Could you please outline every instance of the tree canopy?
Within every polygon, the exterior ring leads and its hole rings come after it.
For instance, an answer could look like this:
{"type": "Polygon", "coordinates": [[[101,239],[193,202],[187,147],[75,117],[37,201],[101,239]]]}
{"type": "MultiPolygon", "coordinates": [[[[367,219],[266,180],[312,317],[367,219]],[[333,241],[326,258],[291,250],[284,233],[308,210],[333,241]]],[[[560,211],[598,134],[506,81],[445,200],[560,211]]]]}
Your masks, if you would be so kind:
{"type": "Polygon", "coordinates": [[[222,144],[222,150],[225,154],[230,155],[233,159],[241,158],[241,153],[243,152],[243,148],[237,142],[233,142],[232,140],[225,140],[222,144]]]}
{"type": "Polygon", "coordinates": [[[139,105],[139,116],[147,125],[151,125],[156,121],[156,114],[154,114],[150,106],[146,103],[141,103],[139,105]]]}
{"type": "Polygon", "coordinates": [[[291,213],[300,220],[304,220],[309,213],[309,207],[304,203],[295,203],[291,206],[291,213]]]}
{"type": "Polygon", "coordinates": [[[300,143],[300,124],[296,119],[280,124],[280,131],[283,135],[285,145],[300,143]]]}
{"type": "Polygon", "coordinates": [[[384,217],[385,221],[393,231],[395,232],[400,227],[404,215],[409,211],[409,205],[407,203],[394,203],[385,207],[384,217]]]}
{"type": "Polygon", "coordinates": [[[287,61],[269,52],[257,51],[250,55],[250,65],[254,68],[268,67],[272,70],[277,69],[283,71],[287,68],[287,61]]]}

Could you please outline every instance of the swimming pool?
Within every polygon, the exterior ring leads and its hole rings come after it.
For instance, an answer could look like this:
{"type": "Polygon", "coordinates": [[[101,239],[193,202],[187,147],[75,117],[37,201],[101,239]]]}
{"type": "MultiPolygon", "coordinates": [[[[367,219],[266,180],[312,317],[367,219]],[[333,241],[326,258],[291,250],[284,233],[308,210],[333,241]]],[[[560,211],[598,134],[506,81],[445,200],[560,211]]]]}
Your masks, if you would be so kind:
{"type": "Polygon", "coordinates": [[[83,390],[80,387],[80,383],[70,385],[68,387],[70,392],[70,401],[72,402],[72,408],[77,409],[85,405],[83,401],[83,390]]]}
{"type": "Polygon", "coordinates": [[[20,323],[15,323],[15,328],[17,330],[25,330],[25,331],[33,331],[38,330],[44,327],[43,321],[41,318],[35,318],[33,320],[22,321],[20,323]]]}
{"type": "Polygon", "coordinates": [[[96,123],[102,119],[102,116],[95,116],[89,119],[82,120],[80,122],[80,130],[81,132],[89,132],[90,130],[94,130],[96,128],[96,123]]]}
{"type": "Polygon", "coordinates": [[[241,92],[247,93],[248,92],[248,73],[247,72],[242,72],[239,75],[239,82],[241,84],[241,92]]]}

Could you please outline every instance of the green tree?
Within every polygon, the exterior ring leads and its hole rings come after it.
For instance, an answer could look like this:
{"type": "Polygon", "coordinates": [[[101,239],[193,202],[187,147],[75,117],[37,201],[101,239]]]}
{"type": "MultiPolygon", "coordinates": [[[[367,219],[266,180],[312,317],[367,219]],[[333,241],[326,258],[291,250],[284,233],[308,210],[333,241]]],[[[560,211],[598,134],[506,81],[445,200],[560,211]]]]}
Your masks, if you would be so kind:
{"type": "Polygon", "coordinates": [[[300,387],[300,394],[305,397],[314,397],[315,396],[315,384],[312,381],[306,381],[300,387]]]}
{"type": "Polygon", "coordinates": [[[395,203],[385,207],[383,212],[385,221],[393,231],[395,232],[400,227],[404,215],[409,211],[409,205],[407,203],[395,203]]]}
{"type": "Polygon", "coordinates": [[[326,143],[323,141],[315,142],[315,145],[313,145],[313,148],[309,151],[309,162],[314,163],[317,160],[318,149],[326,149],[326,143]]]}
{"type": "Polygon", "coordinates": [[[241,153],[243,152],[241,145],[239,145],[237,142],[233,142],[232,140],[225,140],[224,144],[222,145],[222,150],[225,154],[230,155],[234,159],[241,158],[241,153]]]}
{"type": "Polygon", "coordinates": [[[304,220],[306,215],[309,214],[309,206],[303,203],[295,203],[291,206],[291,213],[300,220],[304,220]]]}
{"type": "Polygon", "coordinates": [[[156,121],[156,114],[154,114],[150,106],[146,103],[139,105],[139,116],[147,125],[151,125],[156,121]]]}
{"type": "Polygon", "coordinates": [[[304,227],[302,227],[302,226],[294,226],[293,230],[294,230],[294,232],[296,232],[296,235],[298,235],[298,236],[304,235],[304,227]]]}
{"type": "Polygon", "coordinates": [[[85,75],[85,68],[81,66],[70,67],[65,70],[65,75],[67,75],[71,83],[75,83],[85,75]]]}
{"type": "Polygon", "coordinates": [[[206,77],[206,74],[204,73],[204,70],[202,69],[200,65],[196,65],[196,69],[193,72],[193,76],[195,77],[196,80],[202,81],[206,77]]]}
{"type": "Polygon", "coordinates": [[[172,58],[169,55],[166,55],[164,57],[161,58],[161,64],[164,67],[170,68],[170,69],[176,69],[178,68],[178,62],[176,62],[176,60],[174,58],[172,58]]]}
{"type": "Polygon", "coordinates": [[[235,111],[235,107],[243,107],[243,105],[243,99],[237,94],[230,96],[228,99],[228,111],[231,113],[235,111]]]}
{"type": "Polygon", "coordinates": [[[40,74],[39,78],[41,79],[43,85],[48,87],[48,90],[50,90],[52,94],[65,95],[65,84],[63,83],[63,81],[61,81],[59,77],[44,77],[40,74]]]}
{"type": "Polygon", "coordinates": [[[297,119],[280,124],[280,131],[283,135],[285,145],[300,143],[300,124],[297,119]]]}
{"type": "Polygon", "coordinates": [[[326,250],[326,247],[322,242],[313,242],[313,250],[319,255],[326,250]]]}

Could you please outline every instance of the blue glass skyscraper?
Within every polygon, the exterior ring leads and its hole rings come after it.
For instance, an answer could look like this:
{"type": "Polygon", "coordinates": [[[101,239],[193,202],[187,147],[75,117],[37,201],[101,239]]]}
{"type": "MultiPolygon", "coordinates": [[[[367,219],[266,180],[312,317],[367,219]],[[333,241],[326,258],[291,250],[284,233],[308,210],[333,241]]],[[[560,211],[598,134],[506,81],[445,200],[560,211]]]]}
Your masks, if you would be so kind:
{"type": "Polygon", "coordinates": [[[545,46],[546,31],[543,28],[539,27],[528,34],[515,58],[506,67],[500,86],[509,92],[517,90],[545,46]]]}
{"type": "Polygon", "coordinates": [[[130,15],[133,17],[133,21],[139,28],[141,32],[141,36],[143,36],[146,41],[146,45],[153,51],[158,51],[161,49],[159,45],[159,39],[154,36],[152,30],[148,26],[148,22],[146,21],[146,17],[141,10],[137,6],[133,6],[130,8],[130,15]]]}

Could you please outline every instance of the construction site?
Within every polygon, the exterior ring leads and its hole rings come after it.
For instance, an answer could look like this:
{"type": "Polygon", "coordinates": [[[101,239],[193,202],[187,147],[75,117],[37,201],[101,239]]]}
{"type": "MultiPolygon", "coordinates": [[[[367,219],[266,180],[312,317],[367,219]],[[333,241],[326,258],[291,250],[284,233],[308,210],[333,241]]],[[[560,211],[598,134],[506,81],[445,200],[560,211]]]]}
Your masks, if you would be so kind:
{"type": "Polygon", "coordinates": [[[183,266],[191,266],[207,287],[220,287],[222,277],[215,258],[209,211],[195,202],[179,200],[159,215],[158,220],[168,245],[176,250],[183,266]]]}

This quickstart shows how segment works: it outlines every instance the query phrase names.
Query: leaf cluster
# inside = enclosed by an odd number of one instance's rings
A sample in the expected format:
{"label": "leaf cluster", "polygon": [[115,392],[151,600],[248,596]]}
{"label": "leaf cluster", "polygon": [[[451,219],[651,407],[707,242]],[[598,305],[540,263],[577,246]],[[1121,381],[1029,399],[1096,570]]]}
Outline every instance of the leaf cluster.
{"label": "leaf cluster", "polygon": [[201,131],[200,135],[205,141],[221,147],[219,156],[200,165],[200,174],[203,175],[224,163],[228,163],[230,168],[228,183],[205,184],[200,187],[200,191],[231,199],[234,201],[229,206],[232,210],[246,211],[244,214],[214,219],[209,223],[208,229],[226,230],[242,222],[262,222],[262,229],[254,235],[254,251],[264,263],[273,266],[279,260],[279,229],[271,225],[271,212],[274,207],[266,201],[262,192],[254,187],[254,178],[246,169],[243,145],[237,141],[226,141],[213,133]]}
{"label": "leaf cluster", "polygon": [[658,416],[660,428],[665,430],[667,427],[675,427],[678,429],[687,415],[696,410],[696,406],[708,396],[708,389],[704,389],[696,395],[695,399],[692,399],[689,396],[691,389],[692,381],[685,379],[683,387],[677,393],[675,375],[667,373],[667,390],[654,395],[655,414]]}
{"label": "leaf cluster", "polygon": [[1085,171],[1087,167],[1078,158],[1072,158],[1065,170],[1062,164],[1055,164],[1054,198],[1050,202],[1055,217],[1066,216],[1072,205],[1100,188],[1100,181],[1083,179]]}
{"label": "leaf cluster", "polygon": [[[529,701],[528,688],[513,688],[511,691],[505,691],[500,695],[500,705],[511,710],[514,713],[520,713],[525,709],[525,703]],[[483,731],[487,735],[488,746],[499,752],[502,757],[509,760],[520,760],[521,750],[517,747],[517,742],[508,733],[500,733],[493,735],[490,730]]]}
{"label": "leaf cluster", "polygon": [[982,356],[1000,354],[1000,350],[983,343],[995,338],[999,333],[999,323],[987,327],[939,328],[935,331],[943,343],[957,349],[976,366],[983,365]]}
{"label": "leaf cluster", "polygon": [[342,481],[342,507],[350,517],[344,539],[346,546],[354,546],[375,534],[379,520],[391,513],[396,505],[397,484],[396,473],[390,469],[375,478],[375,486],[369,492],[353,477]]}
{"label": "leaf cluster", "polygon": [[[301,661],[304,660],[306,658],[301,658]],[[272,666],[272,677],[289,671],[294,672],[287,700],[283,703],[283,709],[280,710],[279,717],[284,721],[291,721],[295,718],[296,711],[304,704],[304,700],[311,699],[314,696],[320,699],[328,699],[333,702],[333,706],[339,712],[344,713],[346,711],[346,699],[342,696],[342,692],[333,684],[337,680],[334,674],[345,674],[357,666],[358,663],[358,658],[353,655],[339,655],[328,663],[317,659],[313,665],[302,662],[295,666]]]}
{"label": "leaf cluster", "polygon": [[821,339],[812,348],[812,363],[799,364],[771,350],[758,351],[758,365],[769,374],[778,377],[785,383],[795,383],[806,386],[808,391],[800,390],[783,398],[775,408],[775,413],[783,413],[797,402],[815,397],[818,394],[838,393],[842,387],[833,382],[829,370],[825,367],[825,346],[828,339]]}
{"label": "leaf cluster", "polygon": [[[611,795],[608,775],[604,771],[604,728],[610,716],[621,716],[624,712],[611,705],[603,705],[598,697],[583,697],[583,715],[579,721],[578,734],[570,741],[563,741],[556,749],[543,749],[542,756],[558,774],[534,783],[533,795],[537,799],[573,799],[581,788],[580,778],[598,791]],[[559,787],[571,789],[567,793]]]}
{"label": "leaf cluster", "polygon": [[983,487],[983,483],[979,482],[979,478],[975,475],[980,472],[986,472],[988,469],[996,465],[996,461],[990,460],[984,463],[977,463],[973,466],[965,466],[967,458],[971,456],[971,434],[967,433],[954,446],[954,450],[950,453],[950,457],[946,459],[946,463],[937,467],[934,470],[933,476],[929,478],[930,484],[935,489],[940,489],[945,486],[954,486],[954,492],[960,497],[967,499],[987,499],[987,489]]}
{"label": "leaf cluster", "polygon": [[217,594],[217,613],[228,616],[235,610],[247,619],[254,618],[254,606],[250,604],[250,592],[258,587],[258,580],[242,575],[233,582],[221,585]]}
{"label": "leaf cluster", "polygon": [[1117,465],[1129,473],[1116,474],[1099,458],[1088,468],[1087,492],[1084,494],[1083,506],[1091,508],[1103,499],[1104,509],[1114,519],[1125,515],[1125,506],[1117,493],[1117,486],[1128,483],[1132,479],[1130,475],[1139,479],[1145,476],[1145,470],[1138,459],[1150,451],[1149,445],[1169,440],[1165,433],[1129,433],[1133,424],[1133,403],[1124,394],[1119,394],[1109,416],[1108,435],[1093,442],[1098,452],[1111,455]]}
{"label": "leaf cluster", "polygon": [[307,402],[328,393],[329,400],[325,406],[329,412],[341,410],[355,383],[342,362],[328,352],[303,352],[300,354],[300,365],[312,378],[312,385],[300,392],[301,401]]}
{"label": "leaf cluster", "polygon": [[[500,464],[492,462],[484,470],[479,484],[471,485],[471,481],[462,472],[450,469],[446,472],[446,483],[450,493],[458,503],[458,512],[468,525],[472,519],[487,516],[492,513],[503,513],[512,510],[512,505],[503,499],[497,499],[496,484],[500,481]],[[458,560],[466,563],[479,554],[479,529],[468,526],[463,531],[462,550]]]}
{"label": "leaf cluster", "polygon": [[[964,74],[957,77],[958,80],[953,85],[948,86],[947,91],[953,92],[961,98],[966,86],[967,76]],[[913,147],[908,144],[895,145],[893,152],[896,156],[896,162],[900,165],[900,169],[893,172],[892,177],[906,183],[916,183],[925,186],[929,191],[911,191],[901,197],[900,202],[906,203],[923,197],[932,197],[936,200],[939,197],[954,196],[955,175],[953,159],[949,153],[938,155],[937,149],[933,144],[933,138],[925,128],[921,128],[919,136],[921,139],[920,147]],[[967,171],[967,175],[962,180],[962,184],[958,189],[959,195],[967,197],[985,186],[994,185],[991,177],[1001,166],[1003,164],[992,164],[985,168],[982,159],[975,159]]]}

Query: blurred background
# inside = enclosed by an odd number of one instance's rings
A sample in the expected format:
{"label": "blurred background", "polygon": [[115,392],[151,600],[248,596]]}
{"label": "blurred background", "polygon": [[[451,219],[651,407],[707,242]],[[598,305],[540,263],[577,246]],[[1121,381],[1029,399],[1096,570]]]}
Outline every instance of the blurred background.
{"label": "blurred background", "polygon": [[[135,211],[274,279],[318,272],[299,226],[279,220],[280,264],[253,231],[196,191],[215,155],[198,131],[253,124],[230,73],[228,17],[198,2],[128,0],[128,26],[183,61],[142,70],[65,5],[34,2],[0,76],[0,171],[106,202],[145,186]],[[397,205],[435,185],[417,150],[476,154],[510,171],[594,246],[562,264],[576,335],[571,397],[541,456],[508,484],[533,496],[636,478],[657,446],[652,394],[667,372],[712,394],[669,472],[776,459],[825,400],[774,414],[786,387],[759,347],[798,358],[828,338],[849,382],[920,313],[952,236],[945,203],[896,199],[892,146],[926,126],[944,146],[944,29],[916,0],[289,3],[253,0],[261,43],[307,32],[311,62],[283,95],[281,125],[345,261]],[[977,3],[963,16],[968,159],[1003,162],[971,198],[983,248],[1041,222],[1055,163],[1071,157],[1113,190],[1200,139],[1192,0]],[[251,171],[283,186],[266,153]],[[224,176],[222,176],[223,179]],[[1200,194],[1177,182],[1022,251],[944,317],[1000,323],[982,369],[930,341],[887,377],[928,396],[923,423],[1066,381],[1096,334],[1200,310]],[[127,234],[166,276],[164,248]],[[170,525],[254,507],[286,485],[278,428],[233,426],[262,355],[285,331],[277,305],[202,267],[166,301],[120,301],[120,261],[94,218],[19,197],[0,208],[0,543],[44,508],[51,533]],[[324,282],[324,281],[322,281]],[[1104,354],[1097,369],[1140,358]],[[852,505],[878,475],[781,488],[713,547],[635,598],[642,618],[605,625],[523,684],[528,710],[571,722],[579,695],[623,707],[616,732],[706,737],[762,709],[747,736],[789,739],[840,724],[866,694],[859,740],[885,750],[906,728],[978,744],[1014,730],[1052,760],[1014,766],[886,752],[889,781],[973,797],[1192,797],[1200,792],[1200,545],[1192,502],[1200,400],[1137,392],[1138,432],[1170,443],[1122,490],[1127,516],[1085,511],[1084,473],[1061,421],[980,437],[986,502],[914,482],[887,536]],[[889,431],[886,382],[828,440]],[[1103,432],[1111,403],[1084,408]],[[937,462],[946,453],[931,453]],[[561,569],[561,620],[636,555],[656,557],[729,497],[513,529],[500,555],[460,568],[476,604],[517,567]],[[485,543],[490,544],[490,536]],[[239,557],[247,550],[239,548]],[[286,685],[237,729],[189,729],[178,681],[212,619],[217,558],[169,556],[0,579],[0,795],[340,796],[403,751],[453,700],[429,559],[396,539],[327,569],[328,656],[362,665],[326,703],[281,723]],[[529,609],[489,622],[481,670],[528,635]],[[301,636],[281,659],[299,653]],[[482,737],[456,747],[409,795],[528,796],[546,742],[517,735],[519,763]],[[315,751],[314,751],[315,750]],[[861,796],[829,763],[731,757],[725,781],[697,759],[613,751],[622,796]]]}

* **How to complete this task**: Work out how many lines above have the string "tree" in them, and give only the number.

* **Reply**: 2